* Start Listing *

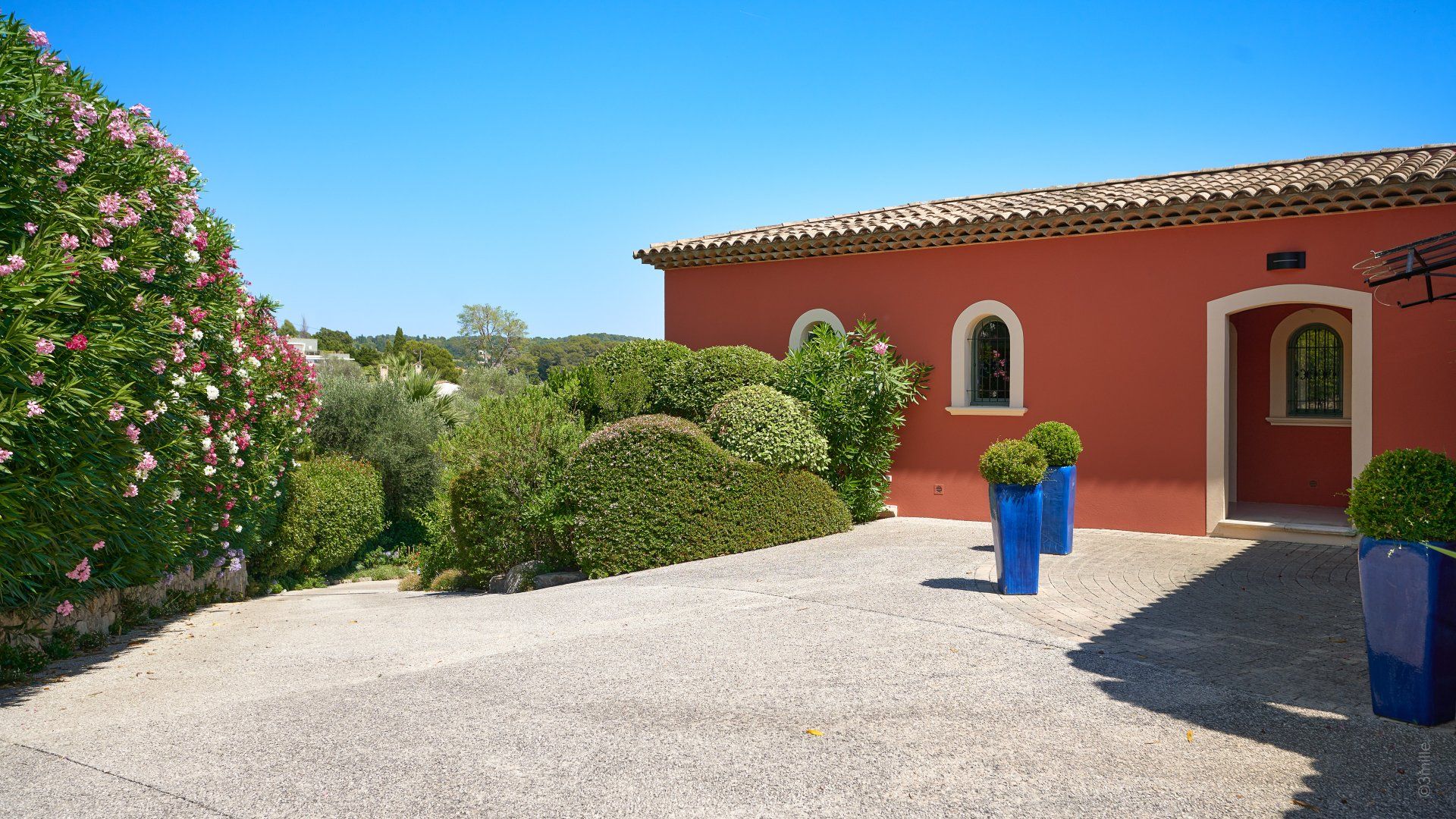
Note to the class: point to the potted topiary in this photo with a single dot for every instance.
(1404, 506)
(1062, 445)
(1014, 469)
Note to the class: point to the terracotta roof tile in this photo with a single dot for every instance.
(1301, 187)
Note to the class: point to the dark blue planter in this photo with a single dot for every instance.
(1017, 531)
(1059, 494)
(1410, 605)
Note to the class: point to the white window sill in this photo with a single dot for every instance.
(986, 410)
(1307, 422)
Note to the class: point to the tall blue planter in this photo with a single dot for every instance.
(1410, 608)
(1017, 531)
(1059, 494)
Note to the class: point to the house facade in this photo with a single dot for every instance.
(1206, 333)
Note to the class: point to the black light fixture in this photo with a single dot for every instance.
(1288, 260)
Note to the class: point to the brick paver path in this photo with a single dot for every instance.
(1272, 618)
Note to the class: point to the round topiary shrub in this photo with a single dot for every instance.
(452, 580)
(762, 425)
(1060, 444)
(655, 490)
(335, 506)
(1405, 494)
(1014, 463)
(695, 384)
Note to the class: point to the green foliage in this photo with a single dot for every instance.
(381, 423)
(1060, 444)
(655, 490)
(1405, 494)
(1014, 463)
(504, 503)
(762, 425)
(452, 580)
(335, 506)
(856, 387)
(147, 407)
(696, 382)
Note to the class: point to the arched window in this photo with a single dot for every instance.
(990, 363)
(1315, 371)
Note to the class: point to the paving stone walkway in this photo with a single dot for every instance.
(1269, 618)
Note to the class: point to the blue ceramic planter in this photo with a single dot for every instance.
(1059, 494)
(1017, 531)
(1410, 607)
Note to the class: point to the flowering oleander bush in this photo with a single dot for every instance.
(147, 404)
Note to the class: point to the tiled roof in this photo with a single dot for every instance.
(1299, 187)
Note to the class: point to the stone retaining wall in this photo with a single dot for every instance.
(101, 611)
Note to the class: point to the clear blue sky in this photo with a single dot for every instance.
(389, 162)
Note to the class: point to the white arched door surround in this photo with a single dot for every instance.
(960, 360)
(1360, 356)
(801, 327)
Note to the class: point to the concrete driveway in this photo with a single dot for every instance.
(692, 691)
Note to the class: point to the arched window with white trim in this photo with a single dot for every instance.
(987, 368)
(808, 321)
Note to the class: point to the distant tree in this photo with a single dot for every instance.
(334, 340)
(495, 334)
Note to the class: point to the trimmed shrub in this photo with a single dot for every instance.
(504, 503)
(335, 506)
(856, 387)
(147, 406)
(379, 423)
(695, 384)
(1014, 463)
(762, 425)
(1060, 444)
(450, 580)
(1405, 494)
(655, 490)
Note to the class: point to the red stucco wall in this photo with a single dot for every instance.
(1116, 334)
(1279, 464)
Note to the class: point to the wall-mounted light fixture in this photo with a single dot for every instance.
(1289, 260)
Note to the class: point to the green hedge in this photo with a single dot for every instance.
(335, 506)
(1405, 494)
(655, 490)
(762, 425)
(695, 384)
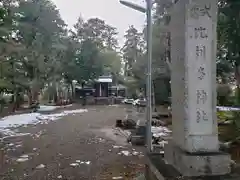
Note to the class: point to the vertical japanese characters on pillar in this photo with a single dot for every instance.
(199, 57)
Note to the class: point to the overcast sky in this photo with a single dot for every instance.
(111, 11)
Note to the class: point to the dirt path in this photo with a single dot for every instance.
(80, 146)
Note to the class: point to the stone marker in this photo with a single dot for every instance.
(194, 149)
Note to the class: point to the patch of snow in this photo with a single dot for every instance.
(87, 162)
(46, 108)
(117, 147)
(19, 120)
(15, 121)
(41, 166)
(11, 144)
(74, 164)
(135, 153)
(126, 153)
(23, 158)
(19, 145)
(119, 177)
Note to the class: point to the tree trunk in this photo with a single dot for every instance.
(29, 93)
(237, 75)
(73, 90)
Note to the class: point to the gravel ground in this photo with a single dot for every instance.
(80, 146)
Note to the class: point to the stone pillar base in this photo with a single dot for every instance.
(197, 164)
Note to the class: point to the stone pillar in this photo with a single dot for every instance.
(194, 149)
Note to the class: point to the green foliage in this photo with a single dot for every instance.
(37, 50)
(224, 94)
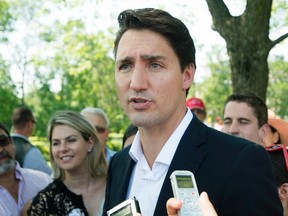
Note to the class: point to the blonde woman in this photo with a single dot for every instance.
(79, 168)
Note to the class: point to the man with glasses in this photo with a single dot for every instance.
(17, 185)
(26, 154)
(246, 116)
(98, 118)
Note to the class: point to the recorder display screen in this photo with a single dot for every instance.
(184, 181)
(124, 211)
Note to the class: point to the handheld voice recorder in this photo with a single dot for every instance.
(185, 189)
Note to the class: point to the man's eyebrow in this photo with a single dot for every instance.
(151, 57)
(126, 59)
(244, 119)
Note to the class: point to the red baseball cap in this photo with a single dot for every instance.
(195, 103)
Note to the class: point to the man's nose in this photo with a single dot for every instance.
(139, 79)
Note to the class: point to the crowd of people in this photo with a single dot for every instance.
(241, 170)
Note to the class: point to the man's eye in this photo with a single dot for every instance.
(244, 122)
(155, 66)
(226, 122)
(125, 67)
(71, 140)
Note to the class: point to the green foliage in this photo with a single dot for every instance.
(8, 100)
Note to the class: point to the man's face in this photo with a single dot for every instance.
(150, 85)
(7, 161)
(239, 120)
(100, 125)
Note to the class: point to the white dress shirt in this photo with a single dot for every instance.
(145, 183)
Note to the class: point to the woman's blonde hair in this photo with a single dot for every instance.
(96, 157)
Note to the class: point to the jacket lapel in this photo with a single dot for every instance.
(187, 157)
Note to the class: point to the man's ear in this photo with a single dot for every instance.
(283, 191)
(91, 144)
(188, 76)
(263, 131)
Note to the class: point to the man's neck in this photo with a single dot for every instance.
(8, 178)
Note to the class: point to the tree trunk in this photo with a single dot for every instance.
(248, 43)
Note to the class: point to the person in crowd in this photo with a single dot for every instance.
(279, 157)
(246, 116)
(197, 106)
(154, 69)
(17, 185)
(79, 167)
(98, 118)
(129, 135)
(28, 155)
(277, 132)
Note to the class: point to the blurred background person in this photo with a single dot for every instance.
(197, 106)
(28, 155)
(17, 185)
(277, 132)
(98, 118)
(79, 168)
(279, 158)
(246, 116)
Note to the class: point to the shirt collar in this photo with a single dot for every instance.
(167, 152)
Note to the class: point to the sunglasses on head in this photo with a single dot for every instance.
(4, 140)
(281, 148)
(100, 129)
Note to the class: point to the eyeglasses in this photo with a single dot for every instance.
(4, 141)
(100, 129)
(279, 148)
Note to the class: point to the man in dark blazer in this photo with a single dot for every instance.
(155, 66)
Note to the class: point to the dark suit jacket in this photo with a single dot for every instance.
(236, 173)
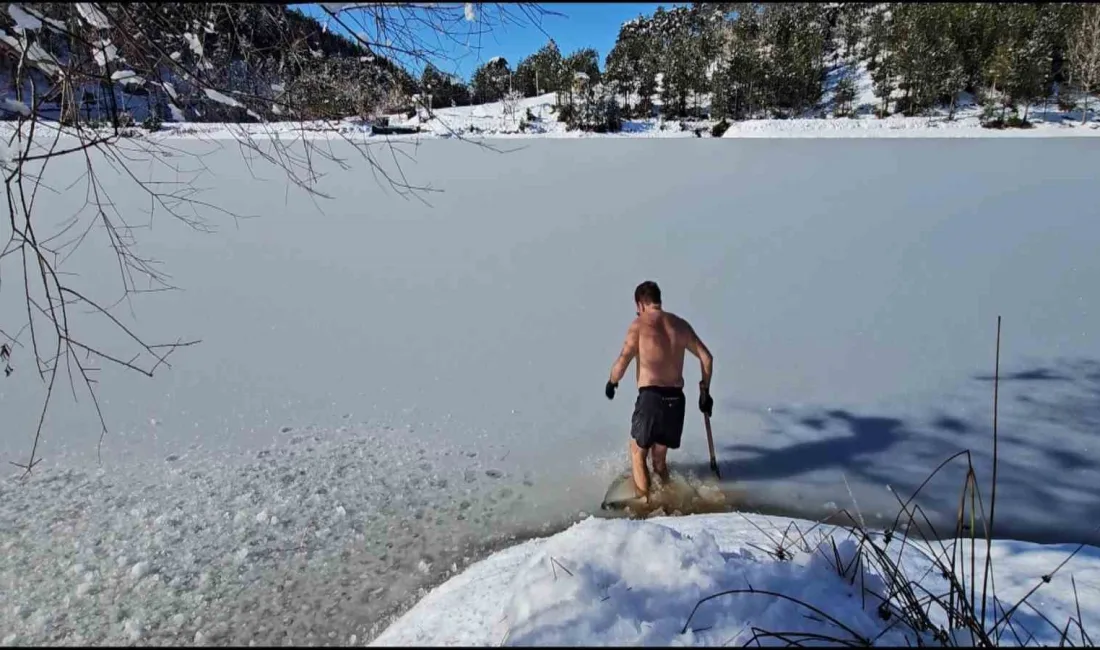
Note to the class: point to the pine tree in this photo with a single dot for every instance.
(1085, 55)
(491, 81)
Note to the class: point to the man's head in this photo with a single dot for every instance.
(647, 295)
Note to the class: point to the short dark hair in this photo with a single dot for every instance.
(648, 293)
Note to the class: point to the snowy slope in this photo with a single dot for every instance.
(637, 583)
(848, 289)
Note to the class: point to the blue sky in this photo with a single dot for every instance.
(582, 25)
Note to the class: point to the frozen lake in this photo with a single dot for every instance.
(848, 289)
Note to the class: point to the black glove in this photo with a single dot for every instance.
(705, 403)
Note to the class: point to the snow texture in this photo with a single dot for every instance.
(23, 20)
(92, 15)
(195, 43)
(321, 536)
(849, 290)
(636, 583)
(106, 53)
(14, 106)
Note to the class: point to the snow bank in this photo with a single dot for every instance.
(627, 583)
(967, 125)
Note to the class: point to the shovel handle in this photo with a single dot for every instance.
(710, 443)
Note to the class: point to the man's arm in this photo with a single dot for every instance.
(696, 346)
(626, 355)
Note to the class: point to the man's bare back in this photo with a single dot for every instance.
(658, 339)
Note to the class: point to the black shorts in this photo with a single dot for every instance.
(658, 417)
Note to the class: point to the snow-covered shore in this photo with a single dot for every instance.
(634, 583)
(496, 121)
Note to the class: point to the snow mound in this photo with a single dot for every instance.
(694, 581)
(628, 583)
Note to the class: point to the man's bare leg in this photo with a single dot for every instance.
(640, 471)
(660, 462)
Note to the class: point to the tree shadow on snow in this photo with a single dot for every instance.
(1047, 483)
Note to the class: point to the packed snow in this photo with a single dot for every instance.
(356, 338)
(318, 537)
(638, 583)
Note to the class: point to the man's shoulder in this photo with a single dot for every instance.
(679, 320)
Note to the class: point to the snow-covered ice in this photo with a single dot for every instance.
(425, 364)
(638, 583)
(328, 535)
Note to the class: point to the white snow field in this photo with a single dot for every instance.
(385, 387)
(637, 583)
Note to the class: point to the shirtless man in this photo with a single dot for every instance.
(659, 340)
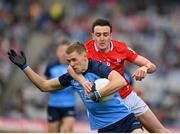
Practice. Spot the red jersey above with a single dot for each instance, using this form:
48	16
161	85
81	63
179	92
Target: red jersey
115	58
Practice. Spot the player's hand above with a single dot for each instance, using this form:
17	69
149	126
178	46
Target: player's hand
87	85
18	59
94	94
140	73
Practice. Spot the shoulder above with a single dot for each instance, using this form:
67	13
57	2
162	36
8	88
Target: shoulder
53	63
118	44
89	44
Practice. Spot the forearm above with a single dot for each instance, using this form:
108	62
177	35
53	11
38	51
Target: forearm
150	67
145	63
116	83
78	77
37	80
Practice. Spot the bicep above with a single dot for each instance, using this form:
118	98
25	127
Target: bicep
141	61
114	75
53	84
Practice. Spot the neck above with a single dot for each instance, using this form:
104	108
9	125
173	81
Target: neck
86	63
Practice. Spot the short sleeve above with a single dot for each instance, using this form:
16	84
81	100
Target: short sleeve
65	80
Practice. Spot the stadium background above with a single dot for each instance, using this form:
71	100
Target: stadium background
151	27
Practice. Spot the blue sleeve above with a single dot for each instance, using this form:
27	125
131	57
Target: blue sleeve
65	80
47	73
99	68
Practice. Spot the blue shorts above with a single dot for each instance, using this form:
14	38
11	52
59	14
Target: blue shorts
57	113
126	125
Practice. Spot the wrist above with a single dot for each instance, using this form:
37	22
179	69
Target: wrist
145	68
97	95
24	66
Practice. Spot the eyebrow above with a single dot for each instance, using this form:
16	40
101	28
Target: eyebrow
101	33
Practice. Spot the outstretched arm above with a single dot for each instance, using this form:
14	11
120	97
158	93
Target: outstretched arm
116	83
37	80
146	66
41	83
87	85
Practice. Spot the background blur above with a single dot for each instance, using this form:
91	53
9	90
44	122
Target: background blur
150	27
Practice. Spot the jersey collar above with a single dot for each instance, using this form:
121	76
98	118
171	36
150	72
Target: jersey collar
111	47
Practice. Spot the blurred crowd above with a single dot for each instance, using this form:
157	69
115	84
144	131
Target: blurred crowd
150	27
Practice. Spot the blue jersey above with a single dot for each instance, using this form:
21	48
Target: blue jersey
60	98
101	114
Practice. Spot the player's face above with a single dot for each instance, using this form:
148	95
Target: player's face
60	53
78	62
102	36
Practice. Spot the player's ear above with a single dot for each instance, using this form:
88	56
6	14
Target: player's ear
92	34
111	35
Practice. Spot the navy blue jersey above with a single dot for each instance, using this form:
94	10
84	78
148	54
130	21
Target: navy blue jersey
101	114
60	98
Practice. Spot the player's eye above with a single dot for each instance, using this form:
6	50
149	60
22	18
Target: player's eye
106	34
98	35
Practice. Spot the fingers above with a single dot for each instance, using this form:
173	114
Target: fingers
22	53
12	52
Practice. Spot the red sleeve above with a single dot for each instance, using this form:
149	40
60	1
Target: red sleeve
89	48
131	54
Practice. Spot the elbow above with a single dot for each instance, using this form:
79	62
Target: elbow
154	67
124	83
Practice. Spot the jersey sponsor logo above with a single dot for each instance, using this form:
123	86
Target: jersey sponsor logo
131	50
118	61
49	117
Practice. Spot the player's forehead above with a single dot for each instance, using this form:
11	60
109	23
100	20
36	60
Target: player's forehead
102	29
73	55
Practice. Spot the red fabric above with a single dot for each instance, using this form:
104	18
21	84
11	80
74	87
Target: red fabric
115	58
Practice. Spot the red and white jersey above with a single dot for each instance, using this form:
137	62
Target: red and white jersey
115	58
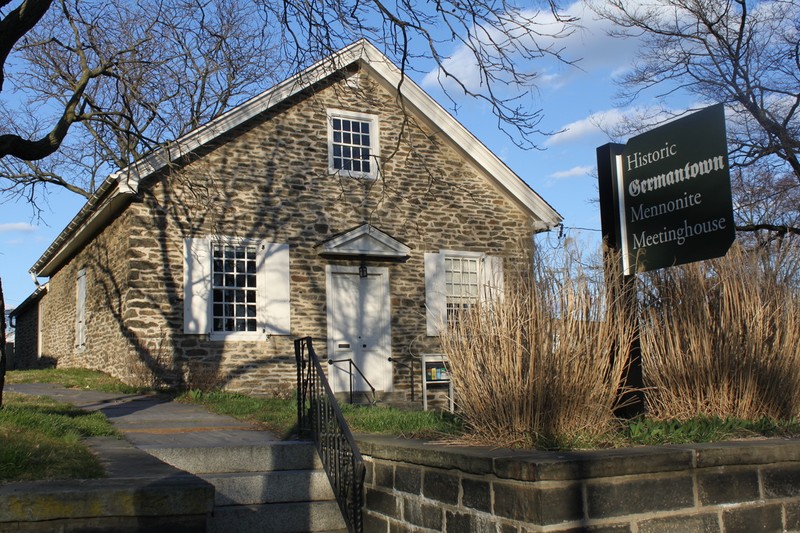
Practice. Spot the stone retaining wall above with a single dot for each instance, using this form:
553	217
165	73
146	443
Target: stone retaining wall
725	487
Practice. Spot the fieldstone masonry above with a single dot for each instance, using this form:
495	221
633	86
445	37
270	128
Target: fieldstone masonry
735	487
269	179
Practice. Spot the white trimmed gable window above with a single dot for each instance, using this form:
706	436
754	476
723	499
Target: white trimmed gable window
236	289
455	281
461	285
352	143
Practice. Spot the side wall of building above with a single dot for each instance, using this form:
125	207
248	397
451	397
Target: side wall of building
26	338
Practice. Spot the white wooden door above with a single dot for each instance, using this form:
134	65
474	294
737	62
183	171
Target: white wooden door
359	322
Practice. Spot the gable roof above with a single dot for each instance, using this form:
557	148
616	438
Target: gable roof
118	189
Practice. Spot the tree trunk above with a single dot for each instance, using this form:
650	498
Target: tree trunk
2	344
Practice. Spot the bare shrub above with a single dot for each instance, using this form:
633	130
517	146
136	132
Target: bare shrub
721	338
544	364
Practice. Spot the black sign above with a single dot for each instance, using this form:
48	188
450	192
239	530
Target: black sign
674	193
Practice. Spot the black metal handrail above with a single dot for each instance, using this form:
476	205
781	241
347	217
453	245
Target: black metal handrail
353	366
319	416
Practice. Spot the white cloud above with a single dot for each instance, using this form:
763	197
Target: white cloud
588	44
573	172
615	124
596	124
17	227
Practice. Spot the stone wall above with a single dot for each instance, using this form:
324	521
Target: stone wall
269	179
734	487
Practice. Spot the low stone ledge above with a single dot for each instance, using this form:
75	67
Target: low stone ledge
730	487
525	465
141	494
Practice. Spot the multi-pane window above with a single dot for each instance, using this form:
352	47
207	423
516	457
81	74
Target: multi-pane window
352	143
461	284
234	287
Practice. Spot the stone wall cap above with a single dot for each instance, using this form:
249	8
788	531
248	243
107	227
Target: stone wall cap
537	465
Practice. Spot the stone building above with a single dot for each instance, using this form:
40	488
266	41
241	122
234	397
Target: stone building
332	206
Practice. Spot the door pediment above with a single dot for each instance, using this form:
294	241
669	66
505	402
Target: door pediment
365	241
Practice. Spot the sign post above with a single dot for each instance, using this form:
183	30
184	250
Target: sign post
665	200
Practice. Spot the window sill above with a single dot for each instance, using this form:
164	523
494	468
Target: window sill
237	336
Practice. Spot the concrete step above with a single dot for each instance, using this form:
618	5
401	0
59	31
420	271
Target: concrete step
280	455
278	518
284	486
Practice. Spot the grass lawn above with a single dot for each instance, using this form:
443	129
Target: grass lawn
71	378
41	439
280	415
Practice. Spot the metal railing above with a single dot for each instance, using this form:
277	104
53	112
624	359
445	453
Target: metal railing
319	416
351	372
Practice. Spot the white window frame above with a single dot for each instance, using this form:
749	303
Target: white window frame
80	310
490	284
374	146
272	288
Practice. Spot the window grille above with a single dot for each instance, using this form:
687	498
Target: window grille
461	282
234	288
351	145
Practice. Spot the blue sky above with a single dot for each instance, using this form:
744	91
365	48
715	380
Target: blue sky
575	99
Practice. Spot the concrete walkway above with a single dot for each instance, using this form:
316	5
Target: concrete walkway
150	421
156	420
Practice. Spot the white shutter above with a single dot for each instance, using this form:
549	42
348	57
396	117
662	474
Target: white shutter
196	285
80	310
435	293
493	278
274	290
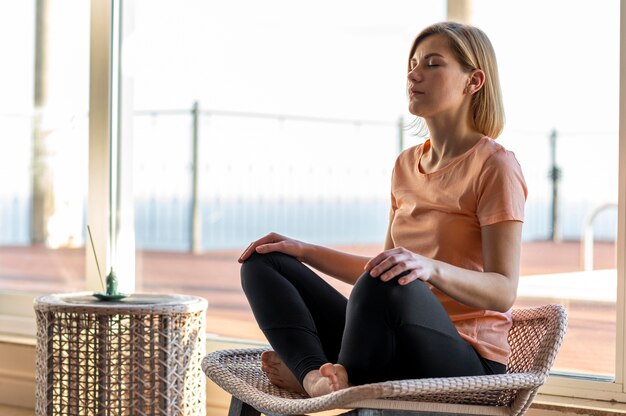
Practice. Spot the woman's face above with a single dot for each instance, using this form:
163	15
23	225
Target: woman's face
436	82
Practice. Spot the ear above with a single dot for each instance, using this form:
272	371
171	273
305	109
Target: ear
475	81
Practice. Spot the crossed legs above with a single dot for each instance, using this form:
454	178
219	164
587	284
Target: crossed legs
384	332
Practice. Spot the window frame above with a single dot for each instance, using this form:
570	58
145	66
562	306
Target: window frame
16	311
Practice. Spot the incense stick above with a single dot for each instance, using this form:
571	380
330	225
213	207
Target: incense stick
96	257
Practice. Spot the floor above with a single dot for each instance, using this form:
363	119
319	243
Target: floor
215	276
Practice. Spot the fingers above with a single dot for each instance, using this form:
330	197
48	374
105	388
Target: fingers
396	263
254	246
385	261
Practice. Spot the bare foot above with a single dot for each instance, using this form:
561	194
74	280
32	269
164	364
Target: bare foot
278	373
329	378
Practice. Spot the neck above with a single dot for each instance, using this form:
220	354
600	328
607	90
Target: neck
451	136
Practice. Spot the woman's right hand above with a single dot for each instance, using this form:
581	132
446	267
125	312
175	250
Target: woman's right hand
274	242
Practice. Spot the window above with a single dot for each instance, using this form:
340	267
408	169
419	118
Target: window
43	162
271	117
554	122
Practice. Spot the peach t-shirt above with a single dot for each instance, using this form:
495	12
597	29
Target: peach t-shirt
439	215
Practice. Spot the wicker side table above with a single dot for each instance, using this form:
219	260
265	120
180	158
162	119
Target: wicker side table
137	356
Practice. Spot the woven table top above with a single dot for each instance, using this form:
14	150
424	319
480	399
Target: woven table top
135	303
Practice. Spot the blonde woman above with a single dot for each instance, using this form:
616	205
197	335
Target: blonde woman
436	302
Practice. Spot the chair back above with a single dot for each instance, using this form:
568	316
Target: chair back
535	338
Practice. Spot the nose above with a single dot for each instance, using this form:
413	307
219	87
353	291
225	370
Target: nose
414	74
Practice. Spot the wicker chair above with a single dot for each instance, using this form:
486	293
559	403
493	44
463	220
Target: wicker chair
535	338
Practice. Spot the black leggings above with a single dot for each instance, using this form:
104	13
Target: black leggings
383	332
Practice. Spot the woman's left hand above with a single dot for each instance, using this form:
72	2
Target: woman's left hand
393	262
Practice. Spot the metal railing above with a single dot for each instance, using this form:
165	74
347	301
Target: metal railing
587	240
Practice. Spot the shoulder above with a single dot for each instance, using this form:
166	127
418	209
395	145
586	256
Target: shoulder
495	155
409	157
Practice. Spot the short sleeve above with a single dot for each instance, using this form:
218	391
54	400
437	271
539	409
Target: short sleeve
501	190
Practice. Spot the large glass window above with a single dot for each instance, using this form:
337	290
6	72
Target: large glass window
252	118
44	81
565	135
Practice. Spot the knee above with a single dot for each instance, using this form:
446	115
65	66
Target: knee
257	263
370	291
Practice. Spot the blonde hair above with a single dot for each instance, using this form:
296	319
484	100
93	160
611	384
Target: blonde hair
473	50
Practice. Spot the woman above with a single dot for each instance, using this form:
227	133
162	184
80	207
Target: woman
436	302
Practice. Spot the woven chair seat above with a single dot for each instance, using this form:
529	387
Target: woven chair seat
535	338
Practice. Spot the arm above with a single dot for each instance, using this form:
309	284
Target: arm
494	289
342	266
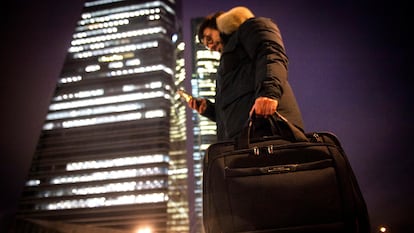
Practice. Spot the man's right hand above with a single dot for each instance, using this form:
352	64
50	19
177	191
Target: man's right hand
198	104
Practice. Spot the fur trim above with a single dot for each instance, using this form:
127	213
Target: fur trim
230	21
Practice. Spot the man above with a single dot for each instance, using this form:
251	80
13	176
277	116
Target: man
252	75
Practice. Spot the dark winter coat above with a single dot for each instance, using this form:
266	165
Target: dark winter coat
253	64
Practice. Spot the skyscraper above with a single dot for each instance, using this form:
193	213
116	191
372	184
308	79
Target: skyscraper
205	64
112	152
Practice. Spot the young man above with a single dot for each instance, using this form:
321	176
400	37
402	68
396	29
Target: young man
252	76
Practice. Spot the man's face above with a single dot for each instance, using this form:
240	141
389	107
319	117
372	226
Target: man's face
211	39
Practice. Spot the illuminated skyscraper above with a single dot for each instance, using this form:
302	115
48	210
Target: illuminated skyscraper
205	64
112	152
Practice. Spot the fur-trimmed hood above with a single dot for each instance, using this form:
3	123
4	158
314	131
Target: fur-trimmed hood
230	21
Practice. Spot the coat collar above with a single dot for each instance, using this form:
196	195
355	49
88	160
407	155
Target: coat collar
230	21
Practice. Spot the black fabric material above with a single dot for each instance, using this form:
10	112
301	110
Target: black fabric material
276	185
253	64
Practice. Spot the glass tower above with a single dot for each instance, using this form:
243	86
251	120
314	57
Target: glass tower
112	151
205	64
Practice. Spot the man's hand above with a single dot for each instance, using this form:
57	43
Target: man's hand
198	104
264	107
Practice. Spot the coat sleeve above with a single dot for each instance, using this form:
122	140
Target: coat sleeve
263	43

* End Listing *

Turn the lines from the start of the records through the line with "(1315, 371)", that line included, into a Markdown table with the columns Row and Line. Number each row, skip blank lines, and leave the pictures out.

| Row | Line |
|---|---|
| 1 | Note to the class: point to the potted topiary in this photo with a single dot for every instance. |
| 2 | (1404, 506) |
| 3 | (1062, 445) |
| 4 | (1014, 469) |
| 5 | Note to the class: point to the terracotta roof tile in this photo with a single dot for every instance. |
| 6 | (1301, 187) |
| 7 | Note to the class: point to the dark blue planter in this photo with a single dot for every instance. |
| 8 | (1017, 531) |
| 9 | (1059, 494) |
| 10 | (1410, 605) |
| 11 | Note to the class: point to the white window sill in this photo with a single dot for every instance. |
| 12 | (986, 410) |
| 13 | (1307, 422) |
| 14 | Note to the class: point to the tall blue planter in this photo with a single dot for every instance. |
| 15 | (1410, 608) |
| 16 | (1017, 531) |
| 17 | (1059, 494) |
| 18 | Note to the class: point to the house facade in this photo with a single dot for every instance. |
| 19 | (1206, 333) |
| 20 | Note to the class: point to the black light fixture in this photo with a single dot for every instance. |
| 21 | (1288, 260) |
| 22 | Note to the class: point to the brick paver path in this photo with a single dot for every instance. |
| 23 | (1272, 618) |
| 24 | Note to the class: point to the round topiary shrub in this photo with a single dot for every instance. |
| 25 | (452, 580) |
| 26 | (762, 425) |
| 27 | (1060, 444) |
| 28 | (655, 490) |
| 29 | (335, 506) |
| 30 | (1405, 494) |
| 31 | (1014, 463) |
| 32 | (695, 384) |
| 33 | Note to the class: point to the green foliage in this photo with a single dot for every instance. |
| 34 | (381, 423) |
| 35 | (1060, 444) |
| 36 | (655, 490) |
| 37 | (1405, 494) |
| 38 | (1014, 463) |
| 39 | (504, 503) |
| 40 | (762, 425) |
| 41 | (452, 580) |
| 42 | (335, 506) |
| 43 | (856, 387) |
| 44 | (147, 407) |
| 45 | (696, 382) |
| 46 | Note to the class: point to the arched window in this photo with a single dot for every instance. |
| 47 | (990, 363) |
| 48 | (1315, 371) |